DATA SECTION: Begin

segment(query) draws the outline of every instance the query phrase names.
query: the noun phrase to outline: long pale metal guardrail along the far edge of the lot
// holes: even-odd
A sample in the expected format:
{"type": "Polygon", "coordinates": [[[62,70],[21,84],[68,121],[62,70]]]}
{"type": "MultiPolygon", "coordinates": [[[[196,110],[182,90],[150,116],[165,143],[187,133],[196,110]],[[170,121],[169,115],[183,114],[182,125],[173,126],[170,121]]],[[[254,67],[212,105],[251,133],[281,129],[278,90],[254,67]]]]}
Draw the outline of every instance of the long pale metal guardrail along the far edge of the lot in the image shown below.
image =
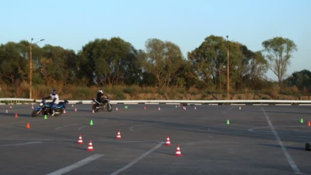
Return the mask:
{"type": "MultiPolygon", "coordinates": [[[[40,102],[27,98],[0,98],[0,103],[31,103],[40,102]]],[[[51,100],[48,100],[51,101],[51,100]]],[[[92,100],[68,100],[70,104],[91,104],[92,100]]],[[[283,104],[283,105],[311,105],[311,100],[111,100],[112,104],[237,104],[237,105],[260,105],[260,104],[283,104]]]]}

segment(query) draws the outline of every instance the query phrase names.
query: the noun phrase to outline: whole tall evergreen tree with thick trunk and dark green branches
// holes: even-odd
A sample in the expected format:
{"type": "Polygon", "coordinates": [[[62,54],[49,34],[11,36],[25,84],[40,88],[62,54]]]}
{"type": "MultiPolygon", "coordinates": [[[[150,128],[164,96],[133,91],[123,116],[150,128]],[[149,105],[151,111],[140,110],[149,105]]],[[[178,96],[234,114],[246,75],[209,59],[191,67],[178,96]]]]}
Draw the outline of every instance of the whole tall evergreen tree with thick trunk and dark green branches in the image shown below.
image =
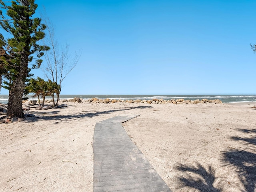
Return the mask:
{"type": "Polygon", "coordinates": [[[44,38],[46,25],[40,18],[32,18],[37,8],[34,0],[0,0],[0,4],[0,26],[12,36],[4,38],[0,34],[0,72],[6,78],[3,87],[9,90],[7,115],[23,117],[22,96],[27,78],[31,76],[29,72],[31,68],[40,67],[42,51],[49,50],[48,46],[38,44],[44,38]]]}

DATA SECTION: End
DATA SECTION: Begin

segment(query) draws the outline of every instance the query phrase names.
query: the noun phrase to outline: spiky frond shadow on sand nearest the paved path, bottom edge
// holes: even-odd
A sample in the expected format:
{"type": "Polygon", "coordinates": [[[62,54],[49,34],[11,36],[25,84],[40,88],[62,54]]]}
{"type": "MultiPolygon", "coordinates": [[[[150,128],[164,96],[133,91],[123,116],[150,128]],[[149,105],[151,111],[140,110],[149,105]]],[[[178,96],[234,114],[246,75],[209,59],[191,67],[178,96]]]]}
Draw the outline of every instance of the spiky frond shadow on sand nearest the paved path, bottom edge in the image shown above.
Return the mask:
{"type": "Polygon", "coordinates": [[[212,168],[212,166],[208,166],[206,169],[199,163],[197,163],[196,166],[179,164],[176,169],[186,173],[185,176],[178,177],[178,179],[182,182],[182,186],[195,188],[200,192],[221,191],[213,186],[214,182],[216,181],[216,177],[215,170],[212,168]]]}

DATA SECTION: End

### WHAT IS EXPECTED:
Report the count of lines in the entries that contain "trunk". Nothing else should be given.

### ANSWER SECTION:
2